What to work on: Each entry shown below is to be reproduced exactly.

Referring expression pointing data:

━━━━

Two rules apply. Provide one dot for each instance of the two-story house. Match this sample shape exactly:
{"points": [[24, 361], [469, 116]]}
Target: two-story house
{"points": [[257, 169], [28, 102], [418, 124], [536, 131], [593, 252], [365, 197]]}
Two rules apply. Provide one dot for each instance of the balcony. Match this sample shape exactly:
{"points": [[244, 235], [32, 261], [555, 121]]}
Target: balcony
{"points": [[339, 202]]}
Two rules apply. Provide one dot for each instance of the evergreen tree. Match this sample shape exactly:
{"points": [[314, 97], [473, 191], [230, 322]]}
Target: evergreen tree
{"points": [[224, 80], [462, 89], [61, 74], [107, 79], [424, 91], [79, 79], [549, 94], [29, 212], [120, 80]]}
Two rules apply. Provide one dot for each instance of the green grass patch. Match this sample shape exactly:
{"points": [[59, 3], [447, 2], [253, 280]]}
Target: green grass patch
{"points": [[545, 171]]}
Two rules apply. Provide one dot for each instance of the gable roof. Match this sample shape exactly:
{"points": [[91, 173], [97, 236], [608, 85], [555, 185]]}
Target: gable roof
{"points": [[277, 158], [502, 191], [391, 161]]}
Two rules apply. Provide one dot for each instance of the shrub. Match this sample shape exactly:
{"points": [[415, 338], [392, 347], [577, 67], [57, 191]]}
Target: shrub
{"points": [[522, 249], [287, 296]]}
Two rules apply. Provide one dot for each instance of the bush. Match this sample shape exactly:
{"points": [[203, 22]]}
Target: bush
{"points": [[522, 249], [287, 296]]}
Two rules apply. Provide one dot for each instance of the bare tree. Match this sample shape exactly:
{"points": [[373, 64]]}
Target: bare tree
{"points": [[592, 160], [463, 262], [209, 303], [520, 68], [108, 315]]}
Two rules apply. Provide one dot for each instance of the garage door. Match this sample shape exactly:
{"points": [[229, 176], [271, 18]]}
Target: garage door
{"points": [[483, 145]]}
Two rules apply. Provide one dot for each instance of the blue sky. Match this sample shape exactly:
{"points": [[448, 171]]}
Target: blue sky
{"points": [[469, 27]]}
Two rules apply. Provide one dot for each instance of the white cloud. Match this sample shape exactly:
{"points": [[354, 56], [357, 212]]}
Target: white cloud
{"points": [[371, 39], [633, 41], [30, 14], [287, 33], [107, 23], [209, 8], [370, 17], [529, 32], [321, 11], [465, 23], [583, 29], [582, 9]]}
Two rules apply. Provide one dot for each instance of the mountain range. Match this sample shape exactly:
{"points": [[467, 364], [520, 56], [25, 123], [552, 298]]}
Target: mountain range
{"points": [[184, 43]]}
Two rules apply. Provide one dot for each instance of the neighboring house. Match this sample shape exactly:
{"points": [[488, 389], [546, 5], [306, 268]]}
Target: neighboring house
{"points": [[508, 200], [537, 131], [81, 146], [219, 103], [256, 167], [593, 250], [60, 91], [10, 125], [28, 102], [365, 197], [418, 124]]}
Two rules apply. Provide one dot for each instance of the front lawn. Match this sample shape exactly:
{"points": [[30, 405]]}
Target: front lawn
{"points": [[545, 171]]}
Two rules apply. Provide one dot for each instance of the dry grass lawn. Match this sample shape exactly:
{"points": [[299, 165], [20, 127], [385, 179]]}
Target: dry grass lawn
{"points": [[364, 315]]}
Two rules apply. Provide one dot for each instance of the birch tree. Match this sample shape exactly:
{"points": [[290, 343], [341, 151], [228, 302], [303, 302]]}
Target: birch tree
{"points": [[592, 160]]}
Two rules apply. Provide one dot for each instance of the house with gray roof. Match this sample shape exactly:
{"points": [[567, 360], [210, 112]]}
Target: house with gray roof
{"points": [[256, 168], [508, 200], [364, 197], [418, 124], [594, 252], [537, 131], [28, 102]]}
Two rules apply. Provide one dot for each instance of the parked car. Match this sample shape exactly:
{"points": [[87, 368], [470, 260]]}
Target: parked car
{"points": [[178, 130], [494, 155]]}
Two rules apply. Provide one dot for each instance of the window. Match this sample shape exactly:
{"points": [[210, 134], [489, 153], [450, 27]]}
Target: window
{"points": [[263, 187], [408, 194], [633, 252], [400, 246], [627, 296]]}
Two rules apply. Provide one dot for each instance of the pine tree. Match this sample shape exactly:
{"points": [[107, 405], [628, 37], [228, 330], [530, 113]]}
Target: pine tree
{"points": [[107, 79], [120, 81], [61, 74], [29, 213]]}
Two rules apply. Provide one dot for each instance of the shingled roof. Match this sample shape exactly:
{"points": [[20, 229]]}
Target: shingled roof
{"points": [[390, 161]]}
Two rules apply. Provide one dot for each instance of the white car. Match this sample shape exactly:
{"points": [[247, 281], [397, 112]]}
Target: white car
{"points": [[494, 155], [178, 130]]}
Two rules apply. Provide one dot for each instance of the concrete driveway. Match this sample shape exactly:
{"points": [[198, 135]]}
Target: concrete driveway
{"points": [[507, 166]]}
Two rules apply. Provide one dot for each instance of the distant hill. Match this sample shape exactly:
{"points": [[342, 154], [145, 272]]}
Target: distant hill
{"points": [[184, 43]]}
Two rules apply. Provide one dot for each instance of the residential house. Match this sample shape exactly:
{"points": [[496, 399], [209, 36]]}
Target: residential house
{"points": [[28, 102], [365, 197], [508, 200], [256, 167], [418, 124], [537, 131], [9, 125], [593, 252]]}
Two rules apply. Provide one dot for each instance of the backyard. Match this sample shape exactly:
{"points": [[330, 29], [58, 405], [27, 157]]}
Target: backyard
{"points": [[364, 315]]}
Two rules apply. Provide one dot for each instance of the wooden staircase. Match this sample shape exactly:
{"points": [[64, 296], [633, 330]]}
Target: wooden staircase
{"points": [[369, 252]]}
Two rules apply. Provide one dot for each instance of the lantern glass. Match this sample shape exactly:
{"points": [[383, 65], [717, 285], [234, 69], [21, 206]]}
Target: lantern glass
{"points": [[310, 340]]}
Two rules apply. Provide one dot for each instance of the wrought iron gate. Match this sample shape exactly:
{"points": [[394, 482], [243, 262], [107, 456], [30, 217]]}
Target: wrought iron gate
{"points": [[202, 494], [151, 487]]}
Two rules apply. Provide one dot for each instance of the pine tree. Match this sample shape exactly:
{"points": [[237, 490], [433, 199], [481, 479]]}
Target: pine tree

━━━━

Expected output:
Two rules apply. Provide one dot for each instance of the two-story house. Match this sample shape exactly:
{"points": [[24, 361], [469, 116]]}
Target: two-story house
{"points": [[257, 169], [28, 102], [418, 124], [536, 131], [593, 252], [365, 197]]}
Two rules apply. Provide one dot for each instance of the balcony. Match this sample shape exactly:
{"points": [[244, 235], [32, 261], [555, 121]]}
Target: balcony
{"points": [[339, 202]]}
Two rules apply. Provide one dot for each instance of the evergreen tree. Match this sample shape exactly:
{"points": [[314, 97], [473, 191], [230, 322]]}
Target: evergreen tree
{"points": [[224, 80], [462, 89], [61, 74], [107, 79], [424, 91], [79, 79], [549, 94], [29, 212], [120, 80]]}
Two rules apply. Provide one dot for each instance of the green grass patch. Match this sample shape exactly:
{"points": [[59, 3], [447, 2], [253, 280]]}
Target: green grass patch
{"points": [[545, 171]]}
Two rules apply. Provide one dot for each instance of the gable roof. Match this sample shape exactly:
{"points": [[91, 173], [97, 236], [608, 85], [555, 185]]}
Target: gable roof
{"points": [[277, 158], [502, 191], [391, 161]]}
Two rules apply. Provide one dot for each instance of the shrub. Match this sample shape exactly:
{"points": [[415, 338], [392, 347], [577, 67], [57, 191]]}
Target: shrub
{"points": [[522, 249], [287, 296]]}
Two rules apply. Provide one dot for each instance of the bush. Match this sample shape exactly:
{"points": [[203, 22]]}
Target: bush
{"points": [[522, 249], [287, 296]]}
Two rules apply. Provide one dot for each instance of the bare tree. Match this sample shape exactly:
{"points": [[373, 64]]}
Target: bare tree
{"points": [[592, 160], [463, 262], [209, 303], [520, 68], [108, 315]]}
Two rules apply. Provide one dot for each instance of the garage door. Match this sample shape exactly:
{"points": [[229, 176], [271, 18]]}
Target: garage door
{"points": [[483, 145]]}
Two rules apply. Provide one dot for each instance of the blue sky. Match this sample shape exactly:
{"points": [[448, 171]]}
Target: blue sky
{"points": [[469, 27]]}
Two rules apply. Provide one dot for each instance of the white cloud. Match this sample shape exactly:
{"points": [[354, 56], [357, 212]]}
Target: white cloud
{"points": [[371, 39], [633, 41], [30, 14], [287, 33], [107, 23], [209, 8], [370, 17], [529, 32], [321, 11], [465, 23], [583, 29], [582, 9]]}
Two rules apply. Provide one dot for each instance of the mountain range. Match this sample shape exactly:
{"points": [[467, 364], [520, 56], [25, 123], [552, 298]]}
Target: mountain range
{"points": [[184, 43]]}
Two rules apply. Provide one dot for each instance of the neighboring house. Match this sample shape exactly:
{"points": [[488, 389], [546, 5], [306, 268]]}
Target: neighboring house
{"points": [[508, 200], [537, 131], [81, 146], [219, 103], [256, 167], [593, 250], [60, 91], [10, 125], [28, 102], [365, 197], [418, 124]]}
Two rules apply. Provide one dot for each instance of the front lawn. Match this sample shape exactly:
{"points": [[30, 405]]}
Target: front lawn
{"points": [[545, 171]]}
Two rules apply. Provide one dot for each instance of the dry grass lawn. Match this sample shape exactly:
{"points": [[299, 165], [20, 127], [385, 179]]}
Target: dry grass lawn
{"points": [[364, 315]]}
Two rules apply. Provide one dot for each instance of the birch tree. Match this sample shape exactly:
{"points": [[290, 343], [341, 151], [228, 302], [303, 302]]}
Target: birch tree
{"points": [[592, 160]]}
Two rules apply. Provide one dot for each instance of the house with gray roof. Match this sample shape exactly:
{"points": [[567, 360], [210, 112]]}
Target: house with gray roof
{"points": [[256, 168], [508, 200], [364, 197], [418, 124], [594, 252], [537, 131], [28, 102]]}
Two rules apply. Provide one dot for each instance of the parked car. Match this sample shape exactly:
{"points": [[87, 368], [470, 260]]}
Target: parked car
{"points": [[178, 130], [494, 155]]}
Two rules apply. Provide one dot for each instance of the window. Match this sample shape exactly:
{"points": [[210, 134], [489, 153], [450, 27]]}
Target: window
{"points": [[263, 187], [408, 194], [633, 252], [400, 246], [627, 296]]}
Two rules apply. Provide one dot for each instance of the pine tree. Match this sample shape exactly:
{"points": [[107, 405], [628, 37], [228, 330], [530, 113]]}
Target: pine tree
{"points": [[107, 79], [120, 81], [61, 74], [29, 213]]}
Two rules apply. Provide one dot for each instance of the shingled roof. Match this sample shape exactly:
{"points": [[20, 229]]}
Target: shingled roof
{"points": [[390, 161]]}
Two rules apply. Provide one dot for each instance of the white car. Match this sample shape exactly:
{"points": [[247, 281], [397, 112]]}
Target: white car
{"points": [[494, 155], [178, 130]]}
Two rules apply. Provide one dot for each instance of the concrete driveway. Match this sample shape exactly:
{"points": [[198, 135]]}
Target: concrete driveway
{"points": [[507, 166]]}
Two rules apply. Provide one dot for each instance of the distant hill. Match this sample shape exactly:
{"points": [[342, 154], [145, 272]]}
Target: distant hill
{"points": [[184, 43]]}
Two rules apply. Provide one dot for each instance of the residential house. Match this sample shape exactly:
{"points": [[496, 399], [209, 36]]}
Target: residential house
{"points": [[28, 102], [365, 197], [508, 200], [256, 167], [418, 124], [537, 131], [9, 125], [593, 252]]}
Two rules apply. Provide one dot for each instance of the backyard. Match this sample shape exactly:
{"points": [[330, 29], [58, 405], [27, 157]]}
Target: backyard
{"points": [[364, 315]]}
Two rules apply. Provide one dot for each instance of the wooden staircase. Match this sample shape exactly:
{"points": [[64, 296], [633, 330]]}
Target: wooden staircase
{"points": [[369, 252]]}
Two rules apply. Provide one dot for each instance of the lantern glass. Match this sample shape exactly:
{"points": [[383, 65], [717, 285], [234, 69], [21, 206]]}
Target: lantern glass
{"points": [[310, 340]]}
Two rules apply. Provide one dot for each instance of the wrought iron gate. Match this sample shape exactly:
{"points": [[394, 482], [243, 262], [107, 456], [30, 217]]}
Target: wrought iron gate
{"points": [[202, 494], [151, 487]]}
Two rules apply. Provide one dot for each instance of the pine tree. Match this sample shape exactly:
{"points": [[237, 490], [433, 199], [481, 479]]}
Target: pine tree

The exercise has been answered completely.